§ **Text block**:
>>>>
# Inuyasha: The Dragon Madin Roleplay



## Ali Yukesema (Jul 3, 2009)

Story Line

The story takes place in the Feudal Era and the Moder day Japan. Befor Inuyasha met Kikyo he met a madin that is the Dragon Madin. The madin's name was Marin a elven-demon. It is forbidden for him to met her but they do when they where only children. When They met when they where older again they fallen in love but Marin was to marry Sesshomaru do to the deal her father and Inuyasha's and Sesshomaru's father made. But Marin never married Inuyasha or Sesshomaru because she was killed in a war. Years past to the moder era where Marin is reborn but need help from a demon to be reborn. Marin reborn soul is Kagome but is she Kikyo's or Marin's. No one knows.

Characters

The characters are from the show and manges but you can make your own.

Character's File
If you need help with the file of the Inuyasha characters I can help.

Name:

Age:

Class:

Race:

Relatives:

Weapon:

Ability:

Occpation:

Love Interests:

Pet or Onwer/Retainers:

From:

--------------------------

EX. Character File:

Name: Higurashi Kagome

Age: 15

Class: Miko (Priestess)

Race: Human

Relatives: Mom, Grandpa, Sota

Weapon: Arrows and Bow

Ability: Dismissing Evil

Occpation: Student

Love Interests: Inuyasha, Koga, Sesshomaru, Hojo

Pet or Onwer/Retainers: Boya (pet cat)

----------------------------

Name: Yulinvansol Marin

Age: 15

Class: Demon Hunter, Madin, Elven Goddess

Race: Elven-Demon

Relatives: Darkin (father), Saika (mother), Vamp (brother)

Weapon: Soul Blade

Ability: Mana Powers

Occpation: Demon Hunter

Love Interests: Inuyasha, Sesshomaru, Cyrus

Pet or Onwer/Retainers: Flame

From: Feudal Era

--------------------------------

Rules.
Rule #1 No Godmodding
Rule #2 Fight Fear
Rule #3 Be Nice
Rule #4 No Arguing With the GM
Rule #5 Follow the NF Rules


----------
<<<<
§ **Raw records**:
>>>>
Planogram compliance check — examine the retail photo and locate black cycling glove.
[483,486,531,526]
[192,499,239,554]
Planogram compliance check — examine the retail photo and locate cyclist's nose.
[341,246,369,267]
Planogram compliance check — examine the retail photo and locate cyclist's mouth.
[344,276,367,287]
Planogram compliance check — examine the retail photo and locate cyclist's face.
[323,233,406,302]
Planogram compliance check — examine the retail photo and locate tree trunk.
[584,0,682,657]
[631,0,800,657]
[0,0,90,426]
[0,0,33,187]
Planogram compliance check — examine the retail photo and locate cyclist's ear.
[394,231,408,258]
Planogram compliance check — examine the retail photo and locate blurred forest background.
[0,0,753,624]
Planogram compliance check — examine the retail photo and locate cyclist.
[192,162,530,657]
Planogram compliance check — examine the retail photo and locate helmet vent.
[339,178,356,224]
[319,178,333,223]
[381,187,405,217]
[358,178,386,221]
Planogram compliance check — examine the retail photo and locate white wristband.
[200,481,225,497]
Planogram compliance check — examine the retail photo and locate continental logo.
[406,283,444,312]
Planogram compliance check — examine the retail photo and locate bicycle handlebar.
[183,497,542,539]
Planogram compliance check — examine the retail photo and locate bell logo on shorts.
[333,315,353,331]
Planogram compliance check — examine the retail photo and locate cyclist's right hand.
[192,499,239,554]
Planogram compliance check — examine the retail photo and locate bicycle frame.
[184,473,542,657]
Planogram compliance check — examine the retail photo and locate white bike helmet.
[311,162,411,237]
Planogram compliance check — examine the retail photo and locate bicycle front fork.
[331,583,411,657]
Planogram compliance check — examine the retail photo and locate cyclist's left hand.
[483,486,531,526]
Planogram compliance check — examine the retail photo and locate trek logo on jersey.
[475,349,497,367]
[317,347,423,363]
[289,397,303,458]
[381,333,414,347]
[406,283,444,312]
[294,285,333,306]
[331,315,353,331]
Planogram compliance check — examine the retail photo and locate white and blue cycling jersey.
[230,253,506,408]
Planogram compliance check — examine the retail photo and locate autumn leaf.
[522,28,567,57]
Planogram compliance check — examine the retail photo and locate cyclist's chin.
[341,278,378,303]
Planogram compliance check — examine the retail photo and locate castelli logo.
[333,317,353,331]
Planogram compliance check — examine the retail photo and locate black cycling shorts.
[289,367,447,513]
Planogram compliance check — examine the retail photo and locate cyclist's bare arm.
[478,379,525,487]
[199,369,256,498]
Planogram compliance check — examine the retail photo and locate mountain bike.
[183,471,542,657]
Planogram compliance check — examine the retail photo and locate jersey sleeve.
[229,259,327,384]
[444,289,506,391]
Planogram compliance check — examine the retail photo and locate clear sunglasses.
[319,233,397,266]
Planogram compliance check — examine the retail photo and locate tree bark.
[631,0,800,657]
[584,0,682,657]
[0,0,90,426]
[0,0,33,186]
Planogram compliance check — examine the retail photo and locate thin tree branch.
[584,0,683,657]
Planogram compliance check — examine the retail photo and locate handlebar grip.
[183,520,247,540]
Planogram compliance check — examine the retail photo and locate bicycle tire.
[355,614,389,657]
<<<<
§ **Exercise instructions**:
A – According to the roleplay post, why was Marin supposed to marry Sesshomaru, and why did that marriage never happen? Answer in one to three sentences.
B – Write out the section of the roleplay post starting with "The characters are" and going on through "I can help.".
C – In the roleplay post, what weapon is listed in Marin's character file?
The records have no connection to the roleplay post.

§ **Written answers**:
A – Marin was supposed to marry Sesshomaru because of a deal between her father and the father of Inuyasha and Sesshomaru. She never married him, or Inuyasha, because she was killed in a war.

B –
The characters are from the show and manges but you can make your own.

Character's File
If you need help with the file of the Inuyasha characters I can help.

C – Soul Blade.